***** SOURCE EXCERPT

Episode Details

Michael Bentley (Euler) on Modular Lending (EP.552)
8/15/2024
On The Brink with Castle Island

Key Insights

Bullish:

  • 🟢 $EULER - Explaining the history of Euler, advancements made after a v1 exploit, and the market potential of Euler v2.
    • I think Euler v2, especially, even way more so than Euler v1, allows you to do things in the market that you just simply can't do on any of the protocol today. Or not very easily.” - Michael (0:00)
    • Euler v2 is gonna bring... I think we'll be competing strongly with some of the bigger players in DeFi and traditional DeFi like Aave and up and coming players like Morpho. But there's a whole new world out there as well to explore, as I've said, with some of these big traditional finance players coming online. And I think Euler has an awful lot to offer when it comes to enabling new markets, tokenized real world assets that could help really explore new ground and work with institutions, enable 24-7 markets and trading of more traditional assets on top of the ones that people are used to trading in DeFi.” - Michael (0:00)
    • What made Euler better and what made it attractive?... We had a lot of extra features and cool things that you could do on order in a really efficient and professional manner that are just clunky on other protocols. So you could batch transactions together, for instance, on our UI, which allowed to put on trades natively in the UI. And people were doing this on other calls, but they were typically left to visit somebody else's UI and pay extra fee. Or they would do it on Compound UI, but they do it manually through so called looping where they deposit and borrow and then swap something. So there's lots of funky things happening there, and we made the user experience a lot nicer by taking advantage of this batching functionality that we've built into the protocol. On the UI itself, we just tried to look after people, make sure that they're aware of risks... Then there was additional markets and all of that couldn't be accessed to the protocols. So that's always something that's a good way to take over a market or get a foothold in the market is to provide something that you can't get elsewhere. And Euler v1 was really successful with these liquid staking tokens, staked ETH and cbETH for all these things. People were doing trades at the time, looping staked ETH against ETH. So deposit staked ETH, earning a high interest rate, borrow ETH to pay a lower interest rate, swap it back. And then they build a leverage trade, or a leverage staking position and then a high rate of interest by doing that.” - Michael (0:00)

**********
***** PROVIDED DATA

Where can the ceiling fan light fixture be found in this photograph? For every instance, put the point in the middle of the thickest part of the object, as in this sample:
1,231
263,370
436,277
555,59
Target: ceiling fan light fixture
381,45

**********
***** PROVIDED DATA

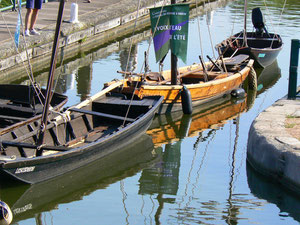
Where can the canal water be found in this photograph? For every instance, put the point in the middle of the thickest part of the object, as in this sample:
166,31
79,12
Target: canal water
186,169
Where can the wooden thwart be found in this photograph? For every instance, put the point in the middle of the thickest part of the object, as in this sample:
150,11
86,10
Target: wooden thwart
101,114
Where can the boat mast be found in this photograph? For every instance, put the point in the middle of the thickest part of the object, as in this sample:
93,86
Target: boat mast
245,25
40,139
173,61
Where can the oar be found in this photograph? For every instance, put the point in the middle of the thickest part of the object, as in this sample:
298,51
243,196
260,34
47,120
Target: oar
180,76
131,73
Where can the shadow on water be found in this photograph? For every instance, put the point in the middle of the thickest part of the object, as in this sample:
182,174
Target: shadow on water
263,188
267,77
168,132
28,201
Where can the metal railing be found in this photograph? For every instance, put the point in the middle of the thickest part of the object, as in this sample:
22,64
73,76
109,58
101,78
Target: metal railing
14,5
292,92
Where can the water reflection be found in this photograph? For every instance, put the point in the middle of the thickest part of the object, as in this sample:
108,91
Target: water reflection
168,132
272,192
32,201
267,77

**********

# GOAL 1
Print the Euler episode notes from "Michael Bentley (Euler)" up to and including "of Euler v2.", keeping the wording unchanged.
# GOAL 2
Render this sentence from the Euler episode notes in Spanish: "People were doing trades at the time, looping staked ETH against ETH."

# WORKED SOLUTION 1
Michael Bentley (Euler) on Modular Lending (EP.552)
8/15/2024
On The Brink with Castle Island

Key Insights

Bullish:

  • 🟢 $EULER - Explaining the history of Euler, advancements made after a v1 exploit, and the market potential of Euler v2.

# WORKED SOLUTION 2
En esa época la gente hacía operaciones, haciendo looping de staked ETH contra ETH.